REQUEST 1 – Reproduce, word for word, the stretch of the listing from the line containing "Mark the innermost point of each instance of the woman's face." through the line containing "x=1490, y=586", including both of those lines.

TEXT EXTRACT –
>> Begin

In other words, making a kayak from the locally available raw materials if you’ve never seen it done before is nearly impossible. The same is true of the very different skill set needed by an Amazon native. Humans needed less than ten thousand years to migrate from the Bering Strait to the Amazon, which means that we must have previously evolved the tendency to imitate accurately. In the words of Boyd and Richerson, being able to survive in such different surroundings means that humans have had to

evolve (culturally) adaptations to local environments—kayaks in the Arctic and blowguns in the Amazon—an ability that was a masterful adaptation to the chaotic, rapidly changing world of the Pleistocene epoch. However, the same psychological mechanisms that create this benefit necessarily come with a built-in cost. To get the benefits of social learning, humans have to be credulous. . . . We get wondrous adaptations like kayaks and blowguns on the cheap. The trouble is that a greed for such easy adaptive traditions easily leads to perpetuating maladaptions that somehow arise.231

Over the past fifty thousand or so years, the human race has spread from its home in Africa to virtually every corner of the planet, from the arctic shores to the tropics to isolated islands in the middle of the vast Pacific Ocean. Our ability to adapt to such diverse environments during our species’ late Pleistocene migration from the high Arctic to the Strait of Magellan rested on accurate imitation. Alas, many of our Stone Age adaptations have proved maladaptive in the modern world, the classic example being our ancient attraction to energy-rich fats and sugars, both scarce and life-giving in our evolutionary past but now dangerously available as cheap junk food. In the same way, our ancient proclivity to imitate is also now often maladaptive, carrying with it the modern propensity, in Mackay’s famous words, to “extraordinary mass delusions and the madness of crowds.”

>> End

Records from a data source
>> Begin

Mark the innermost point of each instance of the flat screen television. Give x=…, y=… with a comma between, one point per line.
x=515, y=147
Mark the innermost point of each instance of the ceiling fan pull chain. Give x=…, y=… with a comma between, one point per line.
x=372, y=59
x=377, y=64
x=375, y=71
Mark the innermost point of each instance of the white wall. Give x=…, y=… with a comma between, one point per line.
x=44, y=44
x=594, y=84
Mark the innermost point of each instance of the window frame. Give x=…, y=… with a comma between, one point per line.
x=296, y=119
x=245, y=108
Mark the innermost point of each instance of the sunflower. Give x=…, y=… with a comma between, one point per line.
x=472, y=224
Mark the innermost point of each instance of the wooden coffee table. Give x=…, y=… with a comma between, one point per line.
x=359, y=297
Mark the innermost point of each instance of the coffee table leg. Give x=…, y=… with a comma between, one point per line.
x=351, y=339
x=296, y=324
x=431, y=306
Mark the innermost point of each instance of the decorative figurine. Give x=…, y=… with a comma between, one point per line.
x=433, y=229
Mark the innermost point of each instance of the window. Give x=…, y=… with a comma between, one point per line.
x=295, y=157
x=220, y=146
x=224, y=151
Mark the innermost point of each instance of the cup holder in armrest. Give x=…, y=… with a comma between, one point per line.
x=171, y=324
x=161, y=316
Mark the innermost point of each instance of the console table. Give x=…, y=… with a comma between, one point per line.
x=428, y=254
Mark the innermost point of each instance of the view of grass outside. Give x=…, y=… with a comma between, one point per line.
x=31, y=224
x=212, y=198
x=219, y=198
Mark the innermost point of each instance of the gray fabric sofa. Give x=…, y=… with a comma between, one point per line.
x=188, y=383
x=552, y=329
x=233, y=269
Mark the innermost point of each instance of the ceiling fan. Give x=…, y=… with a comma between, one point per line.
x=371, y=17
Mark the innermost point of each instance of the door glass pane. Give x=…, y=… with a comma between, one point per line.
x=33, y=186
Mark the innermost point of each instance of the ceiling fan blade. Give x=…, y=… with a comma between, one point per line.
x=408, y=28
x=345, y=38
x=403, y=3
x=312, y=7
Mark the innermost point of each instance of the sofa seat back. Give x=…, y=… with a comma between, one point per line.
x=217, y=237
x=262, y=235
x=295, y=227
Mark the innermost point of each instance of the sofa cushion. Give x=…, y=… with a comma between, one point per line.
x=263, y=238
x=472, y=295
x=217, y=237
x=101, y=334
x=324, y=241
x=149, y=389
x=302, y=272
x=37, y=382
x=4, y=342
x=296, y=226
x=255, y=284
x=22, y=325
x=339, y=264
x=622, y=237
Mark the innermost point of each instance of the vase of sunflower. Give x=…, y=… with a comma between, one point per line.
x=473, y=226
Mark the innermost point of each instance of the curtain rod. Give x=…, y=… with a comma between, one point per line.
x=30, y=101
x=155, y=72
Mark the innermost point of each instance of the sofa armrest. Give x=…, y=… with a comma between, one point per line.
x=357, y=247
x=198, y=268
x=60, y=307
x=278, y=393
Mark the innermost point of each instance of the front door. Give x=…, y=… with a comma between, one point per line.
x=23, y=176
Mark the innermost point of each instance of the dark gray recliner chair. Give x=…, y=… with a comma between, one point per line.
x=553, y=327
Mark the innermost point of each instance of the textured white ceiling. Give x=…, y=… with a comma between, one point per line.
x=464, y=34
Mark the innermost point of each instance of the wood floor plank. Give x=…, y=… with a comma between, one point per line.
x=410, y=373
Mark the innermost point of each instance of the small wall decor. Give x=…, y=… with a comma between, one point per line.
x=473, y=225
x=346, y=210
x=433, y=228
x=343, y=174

>> End
>> Begin

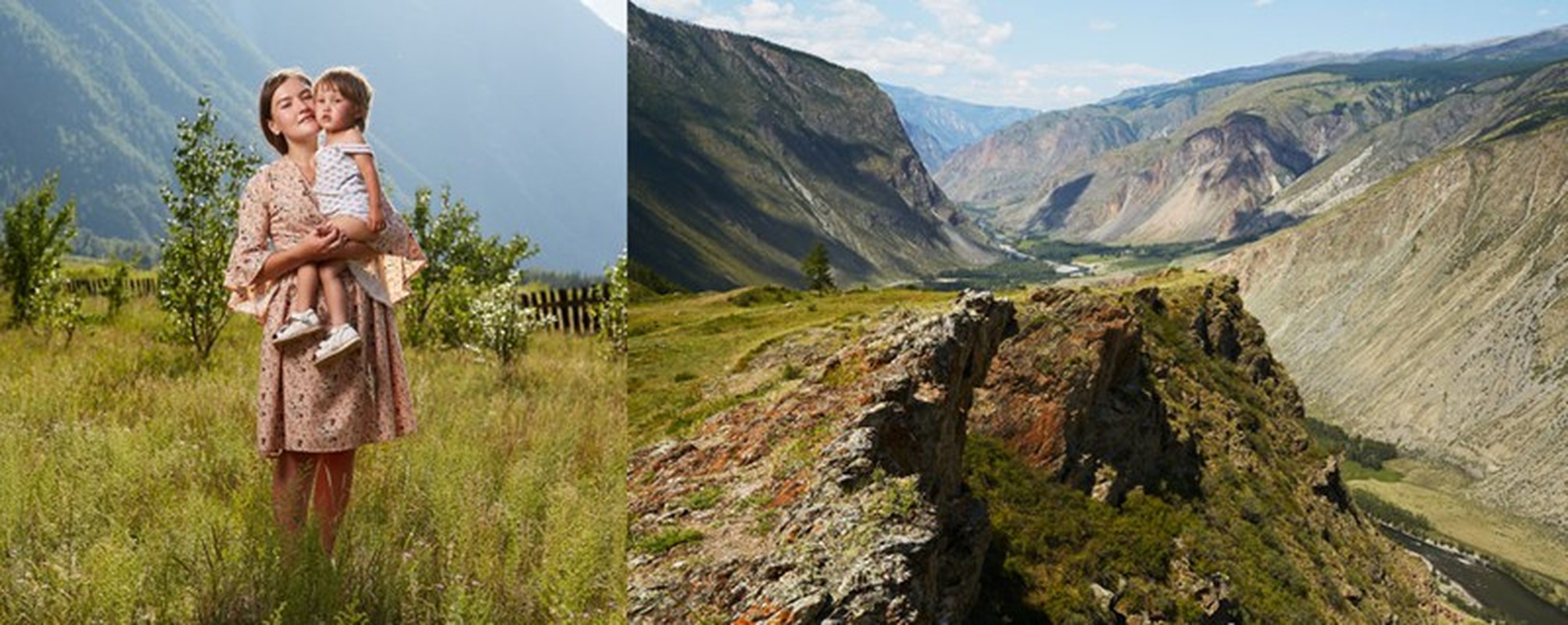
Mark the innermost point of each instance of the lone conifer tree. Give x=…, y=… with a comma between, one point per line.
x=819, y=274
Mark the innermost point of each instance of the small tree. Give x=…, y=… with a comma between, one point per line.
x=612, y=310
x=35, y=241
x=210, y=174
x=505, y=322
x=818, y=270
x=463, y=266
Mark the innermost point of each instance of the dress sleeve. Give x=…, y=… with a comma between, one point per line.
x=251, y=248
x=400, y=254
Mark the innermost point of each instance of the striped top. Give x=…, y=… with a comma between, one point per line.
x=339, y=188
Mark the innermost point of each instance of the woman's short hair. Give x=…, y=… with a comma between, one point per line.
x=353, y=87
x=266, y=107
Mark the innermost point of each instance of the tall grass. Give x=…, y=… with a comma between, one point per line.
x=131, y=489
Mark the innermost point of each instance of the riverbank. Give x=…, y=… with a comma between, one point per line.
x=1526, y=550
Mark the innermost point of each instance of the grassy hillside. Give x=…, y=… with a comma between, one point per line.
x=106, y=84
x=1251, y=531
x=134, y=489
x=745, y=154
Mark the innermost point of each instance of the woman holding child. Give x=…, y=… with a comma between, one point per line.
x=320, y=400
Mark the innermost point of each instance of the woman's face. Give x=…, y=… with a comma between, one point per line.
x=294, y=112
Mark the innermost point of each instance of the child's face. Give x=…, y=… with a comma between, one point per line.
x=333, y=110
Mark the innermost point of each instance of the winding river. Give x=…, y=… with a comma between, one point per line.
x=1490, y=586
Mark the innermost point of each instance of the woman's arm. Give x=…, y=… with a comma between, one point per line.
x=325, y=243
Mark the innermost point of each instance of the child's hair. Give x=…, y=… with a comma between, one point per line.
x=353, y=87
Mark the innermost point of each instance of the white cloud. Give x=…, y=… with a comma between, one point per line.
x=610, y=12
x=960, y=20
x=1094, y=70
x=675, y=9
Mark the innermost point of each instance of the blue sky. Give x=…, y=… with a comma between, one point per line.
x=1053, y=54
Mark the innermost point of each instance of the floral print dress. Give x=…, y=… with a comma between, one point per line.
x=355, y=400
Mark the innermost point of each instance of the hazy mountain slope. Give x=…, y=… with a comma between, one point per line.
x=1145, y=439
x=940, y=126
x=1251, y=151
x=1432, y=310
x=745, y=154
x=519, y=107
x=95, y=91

>> End

REQUEST 2 – In the text on imitation and adaptation, how long did humans need to migrate from the Bering Strait to the Amazon?

TASK ANSWER 1 –
Mark the innermost point of each instance of the woman's face. Give x=…, y=… with a comma between, one point per line.
x=294, y=112
Mark the innermost point of each instance of the child's face. Give x=…, y=… with a comma between, one point per line.
x=333, y=110
Mark the innermost point of each instance of the winding river. Give x=…, y=… with a comma between, one point per line.
x=1490, y=586

TASK ANSWER 2 – Less than ten thousand years.